(Provided passage)
-- -- --

**Note on Doctoral Requirements**: This course satisfies requirements for the Systems Engineering Core in CEE and the Performance and Optimization Area in the MST/PhD.

## Course overview and scope

With a fast-moving field like reinforcement learning (RL), what is an appropriate**foundational**course to

**advance research and practice**in sequential decision making? This course will be 2/3 exploitation; that is, topics that we

**know and understand**about RL. And it will be 1/3 exploration; that is, selected

**up-and-coming topics**.

**Exploitation**will consist of a mathematical introduction to RL. Topics include: dynamic programming, special structures, finite and infinite horizon Markov Decision Processes, value and policy iteration, Monte Carlo methods, temporal differences, Q-learning, stochastic approximation, bandits, and finite sample analysis. We will also cover approximate dynamic programming, including value-based methods and policy space methods. While the focus is mathematical, we will supplement with computational exercises.

**Exploration**may change from offering to offering. In addition to empirical rigor in RL, a variety of applications, recent theoretical results, a mini-theme we are exploring this year is

**how RL can best cope with problem scale and diversity**(think: many agents, generalization, resource allocation problems).

This class is most suitable for graduate or advanced undergraduate students who are interested in advancing the research and practice of reinforcement learning---be it theory, methods, or applications. Please note that this is not primarily a deep RL course, though we will have coverage of some deep RL topics.

## Big picture

- Dynamic programming (5 lectures)
- Approximate dynamic programming (9 lectures)
- Special topics (~6 lectures)
- Guest lectures (~3 lectures)
- Final project presentations

*The schedule is subject to minor changes.*

## Prerequisites

Students should be comfortable at the level of receiving an A grade in probability (6.041 or equivalent) and should be familiar with programming (Python). An analysis prerequisite is suggested but not required; mathematical maturity is necessary.## Textbooks and readings

**Useful references (recommended but not required)**

- Dynamic Programming and Optimal Control (2007), Vol. I, 4th Edition by Dimitri P. Bertsekas.

-- -- --

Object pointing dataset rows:

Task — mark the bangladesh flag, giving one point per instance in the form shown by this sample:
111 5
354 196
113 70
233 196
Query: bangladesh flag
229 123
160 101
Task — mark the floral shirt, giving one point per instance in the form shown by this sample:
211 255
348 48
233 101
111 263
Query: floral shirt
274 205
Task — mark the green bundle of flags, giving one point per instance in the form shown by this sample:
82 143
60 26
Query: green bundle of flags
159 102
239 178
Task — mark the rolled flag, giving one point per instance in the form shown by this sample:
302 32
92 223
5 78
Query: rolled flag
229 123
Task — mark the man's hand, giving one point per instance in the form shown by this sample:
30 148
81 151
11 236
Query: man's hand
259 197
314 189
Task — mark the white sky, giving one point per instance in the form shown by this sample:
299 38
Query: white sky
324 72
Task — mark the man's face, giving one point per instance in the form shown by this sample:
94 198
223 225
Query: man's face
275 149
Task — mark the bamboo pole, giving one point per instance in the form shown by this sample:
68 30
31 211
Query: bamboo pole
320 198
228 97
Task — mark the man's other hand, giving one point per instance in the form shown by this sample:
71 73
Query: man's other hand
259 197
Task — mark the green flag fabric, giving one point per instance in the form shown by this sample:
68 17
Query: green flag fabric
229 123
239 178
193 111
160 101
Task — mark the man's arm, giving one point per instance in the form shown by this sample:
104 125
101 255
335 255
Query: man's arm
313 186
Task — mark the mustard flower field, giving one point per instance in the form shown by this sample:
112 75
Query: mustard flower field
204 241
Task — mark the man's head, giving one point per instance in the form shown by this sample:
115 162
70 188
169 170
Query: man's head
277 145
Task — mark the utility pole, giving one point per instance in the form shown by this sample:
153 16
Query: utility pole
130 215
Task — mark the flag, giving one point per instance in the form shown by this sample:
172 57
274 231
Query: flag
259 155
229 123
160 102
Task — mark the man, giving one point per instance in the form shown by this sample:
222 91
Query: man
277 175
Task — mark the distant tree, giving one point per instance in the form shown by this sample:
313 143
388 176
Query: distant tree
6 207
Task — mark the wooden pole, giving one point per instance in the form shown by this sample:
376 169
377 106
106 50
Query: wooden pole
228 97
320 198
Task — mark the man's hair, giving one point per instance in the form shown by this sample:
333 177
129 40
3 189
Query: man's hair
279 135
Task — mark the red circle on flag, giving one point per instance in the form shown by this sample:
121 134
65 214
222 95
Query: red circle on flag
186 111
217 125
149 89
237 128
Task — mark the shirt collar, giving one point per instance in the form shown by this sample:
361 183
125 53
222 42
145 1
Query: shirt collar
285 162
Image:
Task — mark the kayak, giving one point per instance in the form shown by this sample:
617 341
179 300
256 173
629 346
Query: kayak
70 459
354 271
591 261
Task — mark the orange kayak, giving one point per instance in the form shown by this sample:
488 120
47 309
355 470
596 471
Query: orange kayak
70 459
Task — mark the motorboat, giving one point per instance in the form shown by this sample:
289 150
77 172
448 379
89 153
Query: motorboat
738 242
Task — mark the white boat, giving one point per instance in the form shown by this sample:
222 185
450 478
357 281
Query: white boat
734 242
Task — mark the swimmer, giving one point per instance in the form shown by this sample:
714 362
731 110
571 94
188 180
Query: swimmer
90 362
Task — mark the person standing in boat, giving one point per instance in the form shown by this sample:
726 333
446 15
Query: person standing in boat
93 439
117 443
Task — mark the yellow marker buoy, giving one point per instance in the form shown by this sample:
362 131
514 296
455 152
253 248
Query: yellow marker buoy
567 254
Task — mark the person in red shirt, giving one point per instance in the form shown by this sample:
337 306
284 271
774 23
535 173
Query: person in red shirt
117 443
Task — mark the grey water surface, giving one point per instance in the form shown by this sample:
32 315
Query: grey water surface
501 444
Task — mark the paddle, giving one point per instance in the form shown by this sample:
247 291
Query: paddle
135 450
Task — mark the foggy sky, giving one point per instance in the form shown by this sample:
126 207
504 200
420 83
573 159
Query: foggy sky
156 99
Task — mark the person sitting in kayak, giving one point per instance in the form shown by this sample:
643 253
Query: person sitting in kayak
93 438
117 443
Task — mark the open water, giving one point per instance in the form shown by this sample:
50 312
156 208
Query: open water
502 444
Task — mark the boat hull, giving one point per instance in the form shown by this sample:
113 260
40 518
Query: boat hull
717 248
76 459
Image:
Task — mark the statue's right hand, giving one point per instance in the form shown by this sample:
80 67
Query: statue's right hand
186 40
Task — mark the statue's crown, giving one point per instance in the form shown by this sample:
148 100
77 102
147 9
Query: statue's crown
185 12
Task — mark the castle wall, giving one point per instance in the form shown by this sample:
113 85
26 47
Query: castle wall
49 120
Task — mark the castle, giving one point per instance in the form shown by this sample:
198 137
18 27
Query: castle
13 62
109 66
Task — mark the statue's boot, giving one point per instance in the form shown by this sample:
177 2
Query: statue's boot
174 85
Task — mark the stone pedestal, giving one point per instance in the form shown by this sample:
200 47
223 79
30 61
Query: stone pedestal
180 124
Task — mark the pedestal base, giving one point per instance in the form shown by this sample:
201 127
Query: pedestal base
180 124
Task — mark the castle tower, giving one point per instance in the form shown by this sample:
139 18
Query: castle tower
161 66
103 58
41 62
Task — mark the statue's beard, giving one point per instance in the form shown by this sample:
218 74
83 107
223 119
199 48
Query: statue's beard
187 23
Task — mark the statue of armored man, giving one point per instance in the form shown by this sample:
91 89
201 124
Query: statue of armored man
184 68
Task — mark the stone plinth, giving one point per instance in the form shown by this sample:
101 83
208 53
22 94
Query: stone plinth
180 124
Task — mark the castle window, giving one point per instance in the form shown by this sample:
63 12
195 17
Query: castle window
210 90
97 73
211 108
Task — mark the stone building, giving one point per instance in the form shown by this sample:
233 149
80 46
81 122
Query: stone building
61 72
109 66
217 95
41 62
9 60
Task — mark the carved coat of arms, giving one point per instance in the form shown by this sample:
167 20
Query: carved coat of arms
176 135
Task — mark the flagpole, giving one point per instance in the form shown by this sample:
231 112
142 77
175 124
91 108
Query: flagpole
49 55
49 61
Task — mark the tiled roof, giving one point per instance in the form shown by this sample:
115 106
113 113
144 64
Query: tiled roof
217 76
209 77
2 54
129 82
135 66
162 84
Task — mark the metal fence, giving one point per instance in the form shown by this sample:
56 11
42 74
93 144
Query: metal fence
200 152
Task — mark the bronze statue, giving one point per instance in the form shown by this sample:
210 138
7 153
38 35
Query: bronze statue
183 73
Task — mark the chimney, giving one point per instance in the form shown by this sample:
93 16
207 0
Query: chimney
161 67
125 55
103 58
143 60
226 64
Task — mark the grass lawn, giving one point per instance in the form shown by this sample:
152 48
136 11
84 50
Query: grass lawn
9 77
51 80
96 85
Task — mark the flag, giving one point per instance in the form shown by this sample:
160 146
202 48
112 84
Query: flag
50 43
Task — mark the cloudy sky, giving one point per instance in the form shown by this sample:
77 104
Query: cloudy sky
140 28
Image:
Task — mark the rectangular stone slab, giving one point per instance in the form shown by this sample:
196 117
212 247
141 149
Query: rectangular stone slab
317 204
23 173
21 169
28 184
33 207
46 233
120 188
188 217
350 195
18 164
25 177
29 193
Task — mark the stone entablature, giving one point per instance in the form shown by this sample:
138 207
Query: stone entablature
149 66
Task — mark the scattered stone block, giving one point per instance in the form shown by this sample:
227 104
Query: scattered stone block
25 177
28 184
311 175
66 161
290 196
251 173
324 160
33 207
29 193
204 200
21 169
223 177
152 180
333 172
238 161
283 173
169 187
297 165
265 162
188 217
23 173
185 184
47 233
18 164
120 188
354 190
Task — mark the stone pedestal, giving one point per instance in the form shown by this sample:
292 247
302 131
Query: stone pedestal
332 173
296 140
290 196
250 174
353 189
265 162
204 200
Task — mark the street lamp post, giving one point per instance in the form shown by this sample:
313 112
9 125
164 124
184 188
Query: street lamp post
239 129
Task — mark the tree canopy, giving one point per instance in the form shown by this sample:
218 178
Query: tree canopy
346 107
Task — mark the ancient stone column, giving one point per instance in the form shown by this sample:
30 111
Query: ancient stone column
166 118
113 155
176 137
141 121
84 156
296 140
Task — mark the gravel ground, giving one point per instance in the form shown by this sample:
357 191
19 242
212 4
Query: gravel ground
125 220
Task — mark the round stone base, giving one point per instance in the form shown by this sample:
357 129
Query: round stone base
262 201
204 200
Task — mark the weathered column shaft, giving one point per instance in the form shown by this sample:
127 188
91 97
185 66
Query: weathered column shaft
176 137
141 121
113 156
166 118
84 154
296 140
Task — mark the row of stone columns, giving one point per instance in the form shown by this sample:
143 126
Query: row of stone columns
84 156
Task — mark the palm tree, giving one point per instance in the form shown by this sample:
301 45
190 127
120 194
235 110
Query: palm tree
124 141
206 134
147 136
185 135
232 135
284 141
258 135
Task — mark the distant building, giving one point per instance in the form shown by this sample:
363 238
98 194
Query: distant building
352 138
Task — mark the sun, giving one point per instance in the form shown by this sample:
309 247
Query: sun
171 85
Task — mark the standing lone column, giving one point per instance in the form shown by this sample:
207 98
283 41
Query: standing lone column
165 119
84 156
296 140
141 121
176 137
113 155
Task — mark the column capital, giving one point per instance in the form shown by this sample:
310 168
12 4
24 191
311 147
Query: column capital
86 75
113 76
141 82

-- -- --

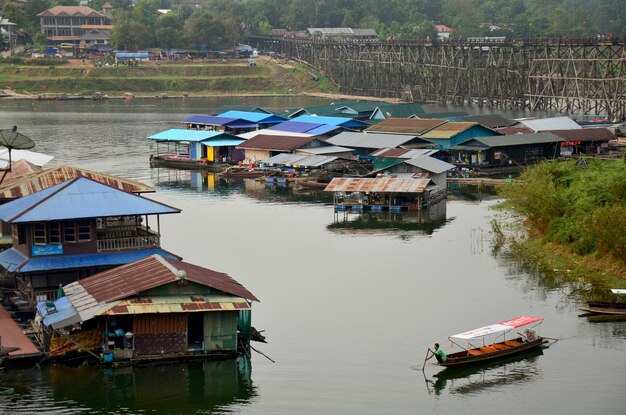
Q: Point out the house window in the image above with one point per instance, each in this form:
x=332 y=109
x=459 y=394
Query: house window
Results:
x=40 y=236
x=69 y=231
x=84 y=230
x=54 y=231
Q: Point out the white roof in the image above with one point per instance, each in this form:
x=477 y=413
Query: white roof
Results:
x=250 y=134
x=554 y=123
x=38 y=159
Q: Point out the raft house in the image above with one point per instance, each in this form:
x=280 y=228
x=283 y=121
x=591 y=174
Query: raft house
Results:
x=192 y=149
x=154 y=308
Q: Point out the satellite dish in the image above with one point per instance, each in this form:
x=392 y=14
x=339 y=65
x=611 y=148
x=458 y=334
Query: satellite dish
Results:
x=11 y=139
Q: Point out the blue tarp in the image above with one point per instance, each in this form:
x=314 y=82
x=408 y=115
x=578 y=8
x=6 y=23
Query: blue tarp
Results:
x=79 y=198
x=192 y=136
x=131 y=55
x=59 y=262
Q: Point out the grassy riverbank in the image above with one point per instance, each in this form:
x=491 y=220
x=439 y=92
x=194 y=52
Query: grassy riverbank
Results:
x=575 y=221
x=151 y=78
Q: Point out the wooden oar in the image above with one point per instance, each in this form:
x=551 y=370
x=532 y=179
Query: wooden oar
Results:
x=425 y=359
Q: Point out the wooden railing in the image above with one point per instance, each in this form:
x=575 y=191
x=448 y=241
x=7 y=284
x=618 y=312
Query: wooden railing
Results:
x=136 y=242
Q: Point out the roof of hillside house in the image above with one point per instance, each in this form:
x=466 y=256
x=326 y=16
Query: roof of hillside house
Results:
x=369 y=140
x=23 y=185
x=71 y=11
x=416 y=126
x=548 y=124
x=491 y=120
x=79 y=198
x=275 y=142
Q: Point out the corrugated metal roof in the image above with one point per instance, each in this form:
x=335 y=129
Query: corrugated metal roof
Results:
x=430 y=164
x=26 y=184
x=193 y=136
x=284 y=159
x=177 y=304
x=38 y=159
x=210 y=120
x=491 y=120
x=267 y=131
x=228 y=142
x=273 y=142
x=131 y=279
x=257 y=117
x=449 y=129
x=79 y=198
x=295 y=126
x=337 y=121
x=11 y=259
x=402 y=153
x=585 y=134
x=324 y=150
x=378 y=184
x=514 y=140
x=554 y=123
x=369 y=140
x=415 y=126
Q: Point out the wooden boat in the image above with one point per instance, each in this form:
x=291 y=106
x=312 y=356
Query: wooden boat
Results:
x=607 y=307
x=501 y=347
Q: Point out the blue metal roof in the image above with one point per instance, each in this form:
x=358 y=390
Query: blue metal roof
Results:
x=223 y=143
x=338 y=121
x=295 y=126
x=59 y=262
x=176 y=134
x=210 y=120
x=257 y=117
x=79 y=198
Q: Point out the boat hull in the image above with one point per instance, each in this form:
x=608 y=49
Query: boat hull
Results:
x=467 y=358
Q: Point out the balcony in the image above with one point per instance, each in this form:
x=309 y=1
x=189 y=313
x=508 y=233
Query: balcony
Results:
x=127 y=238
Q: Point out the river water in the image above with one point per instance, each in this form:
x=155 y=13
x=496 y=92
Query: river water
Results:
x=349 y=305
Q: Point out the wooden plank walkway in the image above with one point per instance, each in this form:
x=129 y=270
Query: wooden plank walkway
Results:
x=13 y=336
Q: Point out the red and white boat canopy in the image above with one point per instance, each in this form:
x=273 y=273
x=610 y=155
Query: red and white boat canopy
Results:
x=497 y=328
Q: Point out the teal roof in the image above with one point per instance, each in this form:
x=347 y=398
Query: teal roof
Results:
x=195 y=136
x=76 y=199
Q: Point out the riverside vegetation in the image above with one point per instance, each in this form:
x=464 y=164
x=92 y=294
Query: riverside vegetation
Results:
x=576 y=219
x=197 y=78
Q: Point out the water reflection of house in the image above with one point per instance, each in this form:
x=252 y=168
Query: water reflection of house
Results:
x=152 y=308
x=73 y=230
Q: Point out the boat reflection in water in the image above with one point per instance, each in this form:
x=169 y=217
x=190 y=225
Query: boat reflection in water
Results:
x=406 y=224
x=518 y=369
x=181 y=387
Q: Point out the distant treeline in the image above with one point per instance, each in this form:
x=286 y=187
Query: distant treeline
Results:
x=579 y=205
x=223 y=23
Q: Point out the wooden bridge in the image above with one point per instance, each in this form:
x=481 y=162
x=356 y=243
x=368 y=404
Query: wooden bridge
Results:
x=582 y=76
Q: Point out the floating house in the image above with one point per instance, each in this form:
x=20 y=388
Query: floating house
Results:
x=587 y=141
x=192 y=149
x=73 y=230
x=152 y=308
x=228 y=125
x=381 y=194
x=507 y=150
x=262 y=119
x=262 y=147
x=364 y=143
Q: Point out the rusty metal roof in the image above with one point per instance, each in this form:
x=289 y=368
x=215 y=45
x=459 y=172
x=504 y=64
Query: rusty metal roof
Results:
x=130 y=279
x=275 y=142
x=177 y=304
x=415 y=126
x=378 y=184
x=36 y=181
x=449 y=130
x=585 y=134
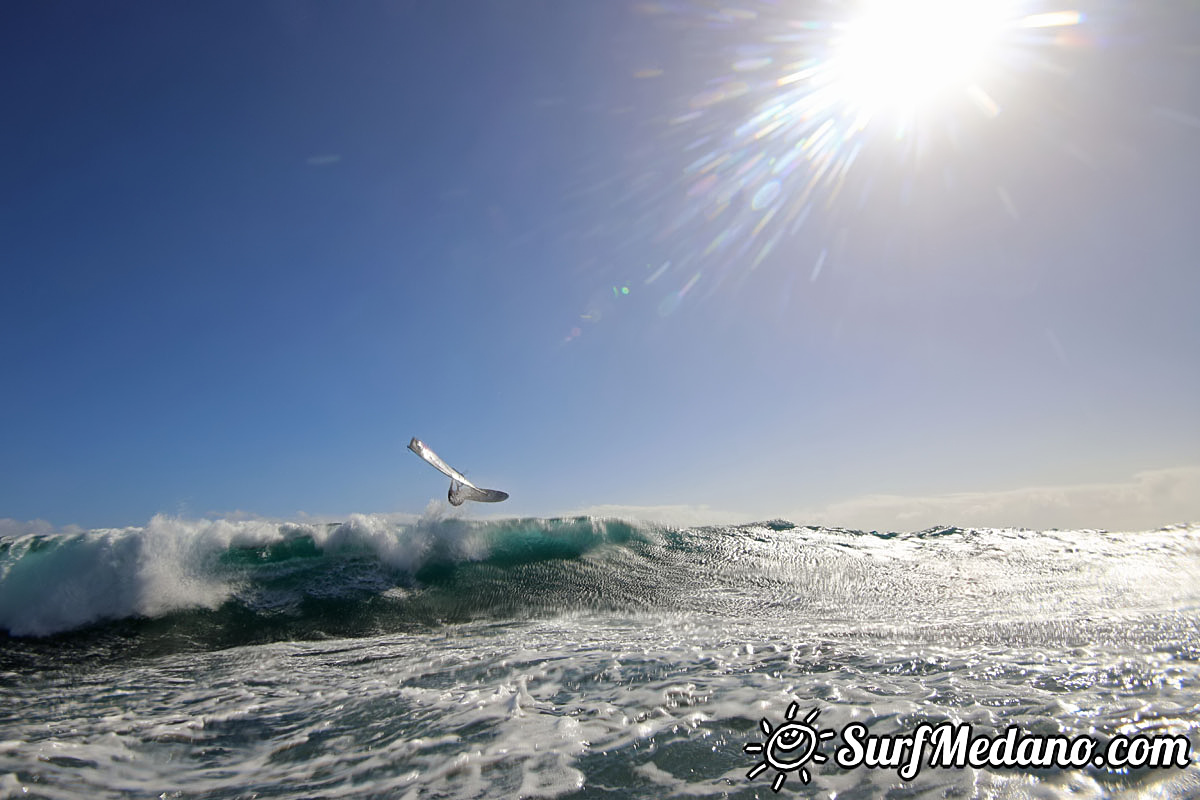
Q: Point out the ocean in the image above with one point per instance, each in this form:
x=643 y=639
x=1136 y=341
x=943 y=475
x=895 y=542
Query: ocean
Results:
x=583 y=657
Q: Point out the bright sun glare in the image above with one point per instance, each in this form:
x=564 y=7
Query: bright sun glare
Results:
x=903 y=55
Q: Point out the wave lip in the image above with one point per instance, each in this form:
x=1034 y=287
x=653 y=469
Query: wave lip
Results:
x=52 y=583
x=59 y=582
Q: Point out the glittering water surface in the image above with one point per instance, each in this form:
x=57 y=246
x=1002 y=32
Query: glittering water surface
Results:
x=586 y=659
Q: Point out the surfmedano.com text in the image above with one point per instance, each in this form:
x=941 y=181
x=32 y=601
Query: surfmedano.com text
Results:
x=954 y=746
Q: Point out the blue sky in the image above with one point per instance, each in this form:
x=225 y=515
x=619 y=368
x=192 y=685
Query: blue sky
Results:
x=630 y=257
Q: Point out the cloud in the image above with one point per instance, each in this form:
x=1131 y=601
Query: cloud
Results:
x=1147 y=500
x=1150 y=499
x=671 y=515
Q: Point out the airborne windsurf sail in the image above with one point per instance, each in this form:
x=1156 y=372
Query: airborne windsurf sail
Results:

-- -- --

(Exercise objective) Write out the stretch of the reinforcement learning course description from "## Course overview" through "with computational exercises." again, changing "Q-learning" to "SARSA".

(The completed task)
## Course overview and scope

With a fast-moving field like reinforcement learning (RL), what is an appropriate**foundational**course to

**advance research and practice**in sequential decision making? This course will be 2/3 exploitation; that is, topics that we

**know and understand**about RL. And it will be 1/3 exploration; that is, selected

**up-and-coming topics**.

**Exploitation**will consist of a mathematical introduction to RL. Topics include: dynamic programming, special structures, finite and infinite horizon Markov Decision Processes, value and policy iteration, Monte Carlo methods, temporal differences, SARSA, stochastic approximation, bandits, and finite sample analysis. We will also cover approximate dynamic programming, including value-based methods and policy space methods. While the focus is mathematical, we will supplement with computational exercises.